EXERCISE REQUIREMENTS —
Your output should consist solely of the lines from the one with "Target: man in white shirt" through the end of the records, reproduced exactly, both ends included.

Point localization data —
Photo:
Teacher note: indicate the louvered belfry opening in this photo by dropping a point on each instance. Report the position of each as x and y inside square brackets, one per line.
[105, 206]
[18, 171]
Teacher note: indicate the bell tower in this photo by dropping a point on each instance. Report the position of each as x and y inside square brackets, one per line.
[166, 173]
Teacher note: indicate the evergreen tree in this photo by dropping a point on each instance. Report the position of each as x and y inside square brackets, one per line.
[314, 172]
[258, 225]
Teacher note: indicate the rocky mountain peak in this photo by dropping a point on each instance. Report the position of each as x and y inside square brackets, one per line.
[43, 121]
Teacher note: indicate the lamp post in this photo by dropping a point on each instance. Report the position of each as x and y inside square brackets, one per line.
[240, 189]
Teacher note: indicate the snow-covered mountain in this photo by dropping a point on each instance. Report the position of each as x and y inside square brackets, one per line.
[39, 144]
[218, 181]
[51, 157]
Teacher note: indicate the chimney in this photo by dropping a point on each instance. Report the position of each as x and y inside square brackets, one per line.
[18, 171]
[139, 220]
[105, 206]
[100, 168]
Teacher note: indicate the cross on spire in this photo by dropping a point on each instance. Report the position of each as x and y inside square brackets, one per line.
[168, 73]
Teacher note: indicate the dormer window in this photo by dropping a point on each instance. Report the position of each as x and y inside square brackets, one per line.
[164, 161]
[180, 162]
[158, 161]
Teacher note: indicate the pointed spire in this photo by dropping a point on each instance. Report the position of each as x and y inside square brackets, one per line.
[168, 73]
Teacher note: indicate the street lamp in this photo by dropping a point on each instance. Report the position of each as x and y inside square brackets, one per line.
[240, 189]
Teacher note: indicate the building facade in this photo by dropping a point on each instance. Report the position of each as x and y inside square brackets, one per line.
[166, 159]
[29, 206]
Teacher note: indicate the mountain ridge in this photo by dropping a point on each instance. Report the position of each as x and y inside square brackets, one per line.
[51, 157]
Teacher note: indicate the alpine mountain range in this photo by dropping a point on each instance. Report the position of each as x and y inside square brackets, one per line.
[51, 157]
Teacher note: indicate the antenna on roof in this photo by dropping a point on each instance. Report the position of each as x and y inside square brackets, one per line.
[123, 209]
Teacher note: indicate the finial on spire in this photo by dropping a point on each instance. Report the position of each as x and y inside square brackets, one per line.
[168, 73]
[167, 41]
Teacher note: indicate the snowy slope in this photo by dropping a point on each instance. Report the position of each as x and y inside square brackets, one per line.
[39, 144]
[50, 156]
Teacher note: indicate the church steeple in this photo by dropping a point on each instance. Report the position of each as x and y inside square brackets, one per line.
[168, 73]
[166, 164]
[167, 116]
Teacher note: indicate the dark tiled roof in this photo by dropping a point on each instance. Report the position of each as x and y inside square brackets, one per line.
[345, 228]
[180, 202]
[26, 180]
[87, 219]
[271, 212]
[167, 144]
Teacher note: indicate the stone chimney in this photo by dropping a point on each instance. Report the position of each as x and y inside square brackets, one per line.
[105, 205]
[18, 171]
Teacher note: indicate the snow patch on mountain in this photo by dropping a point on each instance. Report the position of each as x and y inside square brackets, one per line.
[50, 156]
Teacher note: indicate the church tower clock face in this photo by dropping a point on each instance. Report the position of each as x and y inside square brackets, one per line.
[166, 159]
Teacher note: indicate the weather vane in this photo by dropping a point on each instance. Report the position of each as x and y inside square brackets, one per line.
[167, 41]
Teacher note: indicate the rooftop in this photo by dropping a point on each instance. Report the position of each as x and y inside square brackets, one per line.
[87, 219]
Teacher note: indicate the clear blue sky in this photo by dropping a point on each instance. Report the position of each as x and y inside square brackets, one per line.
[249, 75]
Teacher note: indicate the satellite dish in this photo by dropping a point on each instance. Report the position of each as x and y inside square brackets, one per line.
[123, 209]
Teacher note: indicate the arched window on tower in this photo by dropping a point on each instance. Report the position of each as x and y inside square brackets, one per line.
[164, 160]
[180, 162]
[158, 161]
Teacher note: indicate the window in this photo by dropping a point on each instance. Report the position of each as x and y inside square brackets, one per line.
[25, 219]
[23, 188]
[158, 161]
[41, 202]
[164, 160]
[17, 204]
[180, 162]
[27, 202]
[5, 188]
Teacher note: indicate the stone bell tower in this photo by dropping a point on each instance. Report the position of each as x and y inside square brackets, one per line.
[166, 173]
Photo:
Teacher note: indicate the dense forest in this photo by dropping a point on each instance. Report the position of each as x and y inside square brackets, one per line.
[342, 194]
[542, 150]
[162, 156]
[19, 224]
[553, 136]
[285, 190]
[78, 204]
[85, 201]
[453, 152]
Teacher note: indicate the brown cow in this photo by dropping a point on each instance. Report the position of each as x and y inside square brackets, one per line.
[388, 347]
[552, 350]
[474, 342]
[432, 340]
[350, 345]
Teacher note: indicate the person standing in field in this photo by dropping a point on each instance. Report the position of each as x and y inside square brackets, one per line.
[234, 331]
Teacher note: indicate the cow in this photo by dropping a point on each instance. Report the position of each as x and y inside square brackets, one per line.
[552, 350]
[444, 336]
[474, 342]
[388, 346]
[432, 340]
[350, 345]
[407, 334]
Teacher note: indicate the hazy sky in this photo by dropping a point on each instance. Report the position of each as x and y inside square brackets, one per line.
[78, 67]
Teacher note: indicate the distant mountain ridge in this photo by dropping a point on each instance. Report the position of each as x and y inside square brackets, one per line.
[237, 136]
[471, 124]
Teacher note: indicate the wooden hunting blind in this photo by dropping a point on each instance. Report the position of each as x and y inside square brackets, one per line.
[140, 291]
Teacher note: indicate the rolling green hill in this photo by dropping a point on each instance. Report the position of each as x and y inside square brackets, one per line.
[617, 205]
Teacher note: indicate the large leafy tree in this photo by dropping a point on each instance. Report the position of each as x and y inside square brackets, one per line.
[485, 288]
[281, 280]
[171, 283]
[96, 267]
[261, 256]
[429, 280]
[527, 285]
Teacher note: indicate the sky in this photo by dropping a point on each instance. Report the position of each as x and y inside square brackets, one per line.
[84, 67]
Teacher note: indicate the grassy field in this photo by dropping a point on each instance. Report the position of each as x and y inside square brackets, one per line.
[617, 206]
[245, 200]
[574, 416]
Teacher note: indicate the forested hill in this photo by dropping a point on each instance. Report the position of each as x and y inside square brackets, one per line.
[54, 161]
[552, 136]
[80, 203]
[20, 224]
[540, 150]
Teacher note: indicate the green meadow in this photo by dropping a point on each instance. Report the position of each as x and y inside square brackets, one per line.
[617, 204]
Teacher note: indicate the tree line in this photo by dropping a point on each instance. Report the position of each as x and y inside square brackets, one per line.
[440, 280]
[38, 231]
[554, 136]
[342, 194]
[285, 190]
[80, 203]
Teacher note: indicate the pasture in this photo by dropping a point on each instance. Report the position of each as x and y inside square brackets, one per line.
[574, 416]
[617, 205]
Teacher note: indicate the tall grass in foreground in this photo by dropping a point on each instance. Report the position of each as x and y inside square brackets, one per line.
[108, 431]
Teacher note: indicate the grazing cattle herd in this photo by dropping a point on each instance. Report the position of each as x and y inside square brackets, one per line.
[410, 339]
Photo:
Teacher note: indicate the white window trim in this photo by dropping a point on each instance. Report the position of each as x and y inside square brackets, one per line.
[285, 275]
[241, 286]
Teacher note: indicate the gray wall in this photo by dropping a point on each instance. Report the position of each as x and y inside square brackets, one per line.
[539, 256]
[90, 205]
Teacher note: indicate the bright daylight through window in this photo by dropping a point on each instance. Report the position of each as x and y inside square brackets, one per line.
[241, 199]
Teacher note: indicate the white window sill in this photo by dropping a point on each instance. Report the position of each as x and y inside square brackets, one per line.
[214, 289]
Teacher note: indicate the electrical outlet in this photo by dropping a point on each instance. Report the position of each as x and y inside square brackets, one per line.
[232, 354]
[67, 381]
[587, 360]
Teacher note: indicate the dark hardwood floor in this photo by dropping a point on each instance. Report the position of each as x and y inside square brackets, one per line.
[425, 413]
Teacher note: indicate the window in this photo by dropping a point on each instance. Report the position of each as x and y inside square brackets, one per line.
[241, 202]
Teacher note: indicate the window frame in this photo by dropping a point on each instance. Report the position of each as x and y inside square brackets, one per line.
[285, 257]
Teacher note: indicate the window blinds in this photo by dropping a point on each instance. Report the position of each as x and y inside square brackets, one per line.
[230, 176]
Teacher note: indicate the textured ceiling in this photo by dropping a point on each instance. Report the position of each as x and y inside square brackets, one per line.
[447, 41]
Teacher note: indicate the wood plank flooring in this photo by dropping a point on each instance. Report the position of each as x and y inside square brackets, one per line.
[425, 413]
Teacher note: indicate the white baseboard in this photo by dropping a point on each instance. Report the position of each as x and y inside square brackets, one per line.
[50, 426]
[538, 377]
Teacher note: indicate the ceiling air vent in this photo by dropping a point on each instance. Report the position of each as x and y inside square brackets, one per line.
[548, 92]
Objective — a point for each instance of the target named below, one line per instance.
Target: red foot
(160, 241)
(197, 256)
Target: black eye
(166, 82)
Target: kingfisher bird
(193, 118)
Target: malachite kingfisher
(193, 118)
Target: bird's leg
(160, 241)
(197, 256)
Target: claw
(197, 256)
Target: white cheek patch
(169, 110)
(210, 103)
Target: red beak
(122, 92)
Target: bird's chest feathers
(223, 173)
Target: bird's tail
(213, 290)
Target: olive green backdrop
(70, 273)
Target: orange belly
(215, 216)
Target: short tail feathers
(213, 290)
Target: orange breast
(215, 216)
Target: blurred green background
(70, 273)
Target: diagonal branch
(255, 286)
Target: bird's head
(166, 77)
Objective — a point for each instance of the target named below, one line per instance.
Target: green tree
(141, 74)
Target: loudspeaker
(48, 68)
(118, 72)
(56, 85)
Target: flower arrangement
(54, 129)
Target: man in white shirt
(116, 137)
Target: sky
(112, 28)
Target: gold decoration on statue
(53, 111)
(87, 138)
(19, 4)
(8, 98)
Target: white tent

RESULT OF THE TASK —
Target: man in white shirt
(116, 137)
Target: sky
(112, 28)
Target: gold decoration on statue
(53, 111)
(87, 138)
(19, 4)
(8, 98)
Target: white tent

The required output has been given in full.